WORK INSTRUCTIONS ▸
Reproduce every entry word for word. Drop all pictures from the copy.

Referring expression pointing data ▸
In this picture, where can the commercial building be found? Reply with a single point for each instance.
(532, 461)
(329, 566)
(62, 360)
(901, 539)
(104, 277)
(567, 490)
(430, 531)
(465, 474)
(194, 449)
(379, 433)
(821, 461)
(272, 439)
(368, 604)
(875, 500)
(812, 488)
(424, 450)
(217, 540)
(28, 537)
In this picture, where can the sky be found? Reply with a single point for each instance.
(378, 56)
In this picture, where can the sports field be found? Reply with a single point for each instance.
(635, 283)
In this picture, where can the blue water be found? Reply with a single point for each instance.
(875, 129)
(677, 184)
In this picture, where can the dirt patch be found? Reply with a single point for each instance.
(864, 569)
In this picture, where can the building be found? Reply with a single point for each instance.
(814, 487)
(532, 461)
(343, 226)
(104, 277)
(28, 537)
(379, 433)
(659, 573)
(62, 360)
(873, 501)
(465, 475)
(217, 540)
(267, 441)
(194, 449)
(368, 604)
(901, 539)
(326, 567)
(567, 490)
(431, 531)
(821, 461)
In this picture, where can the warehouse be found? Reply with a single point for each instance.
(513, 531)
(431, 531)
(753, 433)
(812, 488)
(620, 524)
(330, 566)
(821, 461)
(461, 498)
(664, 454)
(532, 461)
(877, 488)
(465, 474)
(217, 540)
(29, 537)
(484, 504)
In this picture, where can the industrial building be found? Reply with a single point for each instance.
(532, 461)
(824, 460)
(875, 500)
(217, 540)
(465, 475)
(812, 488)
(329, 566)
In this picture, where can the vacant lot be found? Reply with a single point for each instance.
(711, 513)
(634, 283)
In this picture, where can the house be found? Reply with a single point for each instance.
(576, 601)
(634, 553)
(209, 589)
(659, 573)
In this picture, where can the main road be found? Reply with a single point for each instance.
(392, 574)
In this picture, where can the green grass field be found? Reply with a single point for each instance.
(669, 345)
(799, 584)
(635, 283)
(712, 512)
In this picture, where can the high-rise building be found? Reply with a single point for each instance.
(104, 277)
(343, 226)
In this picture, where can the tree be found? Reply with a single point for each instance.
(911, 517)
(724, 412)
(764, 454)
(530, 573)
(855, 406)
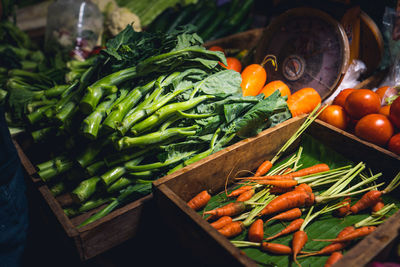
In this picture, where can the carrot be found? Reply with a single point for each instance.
(287, 215)
(300, 238)
(276, 248)
(263, 168)
(334, 246)
(240, 190)
(321, 167)
(303, 101)
(293, 226)
(256, 231)
(378, 206)
(357, 233)
(286, 183)
(221, 222)
(231, 209)
(372, 197)
(343, 211)
(246, 195)
(335, 257)
(289, 200)
(200, 200)
(232, 229)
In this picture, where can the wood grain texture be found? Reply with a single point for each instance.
(173, 191)
(242, 40)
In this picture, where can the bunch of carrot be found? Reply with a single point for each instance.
(283, 192)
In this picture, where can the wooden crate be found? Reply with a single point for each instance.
(173, 191)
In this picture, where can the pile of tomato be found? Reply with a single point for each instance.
(368, 115)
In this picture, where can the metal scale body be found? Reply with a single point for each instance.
(311, 48)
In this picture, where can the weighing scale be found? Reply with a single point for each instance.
(311, 48)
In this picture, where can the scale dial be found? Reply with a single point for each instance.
(311, 49)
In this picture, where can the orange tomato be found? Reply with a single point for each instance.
(362, 102)
(233, 64)
(271, 87)
(394, 113)
(253, 79)
(384, 110)
(341, 97)
(375, 128)
(216, 48)
(303, 101)
(334, 115)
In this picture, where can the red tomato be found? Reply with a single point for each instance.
(394, 144)
(381, 91)
(384, 110)
(233, 64)
(334, 115)
(341, 97)
(362, 102)
(375, 128)
(394, 113)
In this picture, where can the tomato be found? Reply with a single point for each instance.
(216, 48)
(271, 87)
(334, 115)
(362, 102)
(394, 113)
(375, 128)
(253, 79)
(381, 91)
(384, 110)
(233, 64)
(341, 97)
(394, 144)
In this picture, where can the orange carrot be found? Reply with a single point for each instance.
(263, 168)
(303, 101)
(357, 233)
(240, 190)
(366, 201)
(287, 215)
(344, 210)
(289, 200)
(256, 231)
(321, 167)
(232, 229)
(293, 226)
(335, 246)
(231, 209)
(221, 222)
(378, 206)
(278, 190)
(335, 257)
(304, 187)
(372, 197)
(286, 183)
(200, 200)
(300, 238)
(267, 177)
(276, 248)
(246, 195)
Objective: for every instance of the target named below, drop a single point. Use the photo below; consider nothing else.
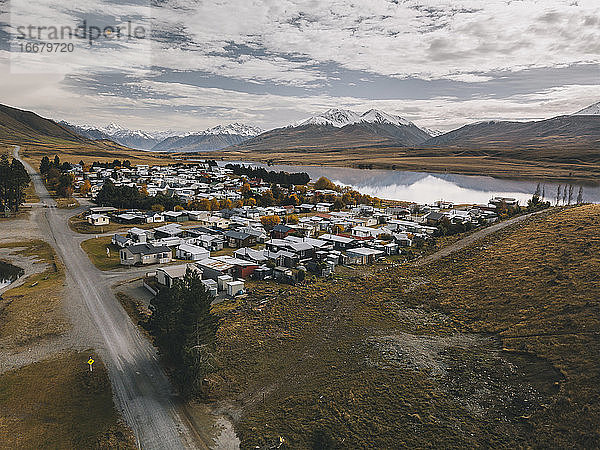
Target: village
(239, 240)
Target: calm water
(424, 187)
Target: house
(191, 252)
(305, 207)
(154, 217)
(213, 268)
(166, 276)
(235, 288)
(98, 219)
(237, 239)
(168, 230)
(175, 216)
(211, 242)
(280, 231)
(241, 267)
(249, 254)
(323, 207)
(145, 254)
(339, 242)
(362, 255)
(137, 235)
(121, 241)
(365, 232)
(283, 275)
(433, 218)
(211, 286)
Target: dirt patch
(473, 369)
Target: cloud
(272, 62)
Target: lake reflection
(423, 187)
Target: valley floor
(466, 163)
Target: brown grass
(538, 165)
(32, 311)
(414, 357)
(59, 403)
(96, 251)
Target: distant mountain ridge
(214, 138)
(340, 128)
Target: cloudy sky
(196, 64)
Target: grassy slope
(33, 310)
(58, 403)
(96, 251)
(414, 356)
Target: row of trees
(57, 176)
(283, 178)
(13, 181)
(130, 197)
(185, 330)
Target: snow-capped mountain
(334, 117)
(339, 118)
(432, 132)
(234, 128)
(213, 138)
(342, 128)
(593, 110)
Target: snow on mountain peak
(235, 128)
(377, 116)
(333, 117)
(593, 110)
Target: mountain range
(335, 130)
(215, 138)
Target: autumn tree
(85, 188)
(269, 222)
(324, 183)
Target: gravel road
(142, 391)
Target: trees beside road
(13, 181)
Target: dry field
(496, 346)
(59, 403)
(33, 311)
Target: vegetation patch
(33, 310)
(494, 346)
(59, 403)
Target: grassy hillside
(496, 346)
(40, 137)
(24, 126)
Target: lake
(424, 187)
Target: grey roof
(148, 249)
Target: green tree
(185, 330)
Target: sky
(187, 65)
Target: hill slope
(340, 129)
(18, 126)
(496, 346)
(570, 131)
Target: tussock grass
(33, 311)
(96, 251)
(59, 403)
(510, 326)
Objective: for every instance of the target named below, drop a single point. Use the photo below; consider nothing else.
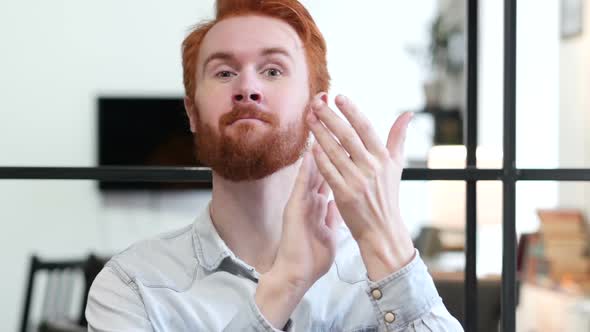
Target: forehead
(247, 35)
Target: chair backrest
(58, 290)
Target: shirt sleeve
(114, 305)
(407, 300)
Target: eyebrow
(228, 56)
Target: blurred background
(100, 83)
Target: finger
(324, 188)
(397, 136)
(303, 176)
(362, 125)
(345, 134)
(330, 173)
(333, 218)
(332, 148)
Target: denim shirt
(189, 280)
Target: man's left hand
(365, 178)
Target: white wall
(57, 56)
(574, 122)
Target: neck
(248, 215)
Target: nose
(247, 93)
(247, 97)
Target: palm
(309, 241)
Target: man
(271, 251)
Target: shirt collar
(210, 248)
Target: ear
(189, 107)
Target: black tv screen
(141, 131)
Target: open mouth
(244, 120)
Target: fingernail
(312, 117)
(317, 104)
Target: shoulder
(167, 260)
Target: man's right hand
(307, 249)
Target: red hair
(289, 11)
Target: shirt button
(389, 317)
(376, 294)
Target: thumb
(397, 136)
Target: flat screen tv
(143, 131)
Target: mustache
(248, 111)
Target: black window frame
(508, 174)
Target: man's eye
(273, 72)
(224, 74)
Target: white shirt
(189, 280)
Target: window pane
(553, 256)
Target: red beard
(248, 154)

SOLUTION TO THE PROBLEM ▸
In this picture, where can the commercial building be found? Reply with a single point for each instance.
(532, 461)
(329, 566)
(62, 360)
(901, 539)
(104, 277)
(567, 490)
(430, 531)
(465, 474)
(194, 449)
(379, 433)
(821, 461)
(272, 439)
(368, 604)
(875, 500)
(812, 488)
(424, 450)
(217, 540)
(28, 537)
In this picture, where can the sky be found? Reply with a single point for each instance.
(378, 56)
In this picture, where can the sports field be found? Reply with a single point for each instance.
(635, 283)
In this picture, where can the blue water be found? Reply with a single point for each instance.
(875, 129)
(677, 184)
In this picture, where can the dirt patch be found? Reply with a single point for each instance.
(864, 569)
In this picture, where can the building be found? Reply with a single point for each instance.
(814, 487)
(532, 461)
(343, 226)
(104, 277)
(28, 537)
(379, 433)
(659, 573)
(62, 360)
(873, 501)
(465, 475)
(217, 540)
(267, 441)
(194, 449)
(368, 604)
(901, 539)
(326, 567)
(567, 490)
(431, 531)
(821, 461)
In this picture, where can the warehouse be found? Reply with a single point for each instance.
(513, 531)
(431, 531)
(753, 433)
(812, 488)
(620, 524)
(330, 566)
(821, 461)
(461, 498)
(664, 454)
(532, 461)
(877, 488)
(465, 474)
(217, 540)
(29, 537)
(484, 504)
In this picture, where can the industrial building be found? Reply with a single point for each instance.
(532, 461)
(824, 460)
(875, 500)
(217, 540)
(465, 475)
(812, 488)
(329, 566)
In this picture, where can the vacant lot be found? Reply with a single point for each instance.
(711, 513)
(634, 283)
In this picture, where can the house be found? Reply with a single point for each instance.
(576, 601)
(634, 553)
(209, 589)
(659, 573)
In this picture, where can the main road be found? Reply with a single point for each instance.
(392, 574)
In this picture, where can the green grass field be found? Reply with a single point for each instance.
(669, 345)
(799, 584)
(635, 283)
(712, 512)
In this picture, where can the high-rise building be found? Reply with a single point for each instance.
(104, 277)
(343, 226)
In this picture, where can the tree be found? Reply with a single point for each instance.
(911, 517)
(724, 412)
(764, 454)
(530, 573)
(855, 406)
In this picture, where can the carrot be found? Reply with a single point for each instance.
(287, 215)
(300, 238)
(276, 248)
(263, 168)
(334, 246)
(240, 190)
(321, 167)
(303, 101)
(293, 226)
(256, 231)
(378, 206)
(357, 233)
(286, 183)
(221, 222)
(231, 209)
(372, 197)
(343, 211)
(246, 195)
(335, 257)
(289, 200)
(200, 200)
(232, 229)
In this picture, where can the wood grain texture be found? Reply with a single point for each instance.
(173, 191)
(242, 40)
In this picture, where can the bunch of carrot be found? Reply with a single point for each instance.
(283, 192)
In this picture, where can the wooden crate be found? Reply with a single point for each instance.
(173, 191)
In this picture, where can the pile of tomato be found? Reply with a single point for each instance.
(368, 115)
In this picture, where can the metal scale body be found? Reply with a single point for each instance.
(311, 48)
In this picture, where can the weighing scale be found? Reply with a single point for each instance.
(311, 48)
In this picture, where can the scale dial be found? Reply with a single point for each instance.
(311, 49)
In this picture, where can the orange tomato be found? Reply with a single point for each instance.
(362, 102)
(233, 64)
(271, 87)
(394, 113)
(253, 79)
(384, 110)
(341, 97)
(375, 128)
(216, 48)
(303, 101)
(334, 115)
In this picture, where can the red tomato be found? Reply with a single point for each instance.
(394, 144)
(381, 91)
(384, 110)
(233, 64)
(334, 115)
(341, 97)
(362, 102)
(375, 128)
(394, 113)
In this picture, where can the tomato be found? Reply with a single point for each instance.
(216, 48)
(271, 87)
(334, 115)
(362, 102)
(394, 113)
(375, 128)
(253, 79)
(381, 91)
(384, 110)
(233, 64)
(341, 97)
(394, 144)
In this picture, where can the orange carrot be found? Reply with a single point for each instance.
(263, 168)
(303, 101)
(357, 233)
(240, 190)
(366, 201)
(287, 215)
(344, 210)
(289, 200)
(256, 231)
(321, 167)
(232, 229)
(293, 226)
(335, 246)
(231, 209)
(221, 222)
(378, 206)
(278, 190)
(335, 257)
(304, 187)
(372, 197)
(286, 183)
(200, 200)
(300, 238)
(267, 177)
(276, 248)
(246, 195)
Objective: for every instance of the target named below, drop a single point. Use the photo below; consider nothing else.
Target: village
(239, 240)
Target: calm water
(424, 187)
Target: house
(191, 252)
(305, 207)
(154, 217)
(213, 268)
(166, 276)
(235, 288)
(98, 219)
(237, 239)
(168, 230)
(175, 216)
(211, 242)
(280, 231)
(241, 267)
(249, 254)
(323, 207)
(145, 254)
(339, 242)
(362, 255)
(137, 235)
(121, 241)
(365, 232)
(283, 275)
(433, 218)
(211, 286)
Target: dirt patch
(473, 369)
Target: cloud
(272, 62)
Target: lake reflection
(423, 187)
Target: valley floor
(466, 163)
Target: brown grass
(538, 165)
(32, 311)
(414, 357)
(59, 403)
(96, 251)
Target: distant mountain ridge
(214, 138)
(340, 128)
Target: cloudy sky
(196, 64)
Target: grassy slope
(33, 310)
(58, 403)
(96, 251)
(414, 356)
Target: row of trees
(57, 176)
(283, 178)
(13, 181)
(130, 197)
(185, 330)
Target: snow-capped mountain
(334, 117)
(339, 118)
(432, 132)
(234, 128)
(213, 138)
(342, 128)
(593, 110)
Target: snow on mountain peak
(235, 128)
(377, 116)
(333, 117)
(593, 110)
Target: mountain range
(335, 130)
(215, 138)
Target: autumn tree
(85, 188)
(269, 222)
(324, 183)
Target: gravel road
(142, 391)
Target: trees beside road
(13, 181)
Target: dry field
(496, 346)
(59, 403)
(33, 311)
Target: vegetation patch
(33, 310)
(494, 346)
(59, 403)
Target: grassy hillside
(496, 346)
(40, 137)
(24, 126)
Target: lake
(424, 187)
Target: grey roof
(148, 249)
Target: green tree
(185, 330)
Target: sky
(187, 65)
Target: hill slope
(340, 129)
(18, 126)
(496, 346)
(570, 131)
Target: tussock grass
(33, 311)
(96, 251)
(59, 403)
(510, 326)
Objective: for every instance of the target named below, drop a single point. Use the photo below; consider nothing else.
Target: forehead
(247, 35)
Target: chair backrest
(58, 290)
Target: shirt sleeve
(114, 305)
(407, 300)
Target: eyebrow
(228, 56)
Target: blurred background
(100, 83)
Target: finger
(324, 188)
(397, 136)
(303, 176)
(362, 125)
(345, 134)
(330, 173)
(333, 218)
(332, 148)
Target: denim shirt
(189, 280)
Target: man's left hand
(365, 178)
Target: white wall
(57, 56)
(574, 122)
Target: neck
(248, 215)
Target: nose
(247, 93)
(247, 97)
Target: palm
(309, 241)
Target: man
(271, 251)
Target: shirt collar
(210, 248)
Target: ear
(189, 107)
Target: black tv screen
(141, 131)
Target: open mouth
(244, 120)
Target: fingernail
(312, 117)
(317, 104)
Target: shoulder
(167, 260)
Target: man's right hand
(307, 249)
Target: red hair
(289, 11)
Target: shirt button
(389, 317)
(376, 294)
Target: thumb
(397, 136)
Target: flat screen tv
(143, 131)
Target: mustache
(248, 111)
Target: black window frame
(508, 174)
Target: man's eye
(273, 72)
(224, 74)
Target: white shirt
(189, 280)
Target: window pane
(553, 256)
Target: red beard
(248, 154)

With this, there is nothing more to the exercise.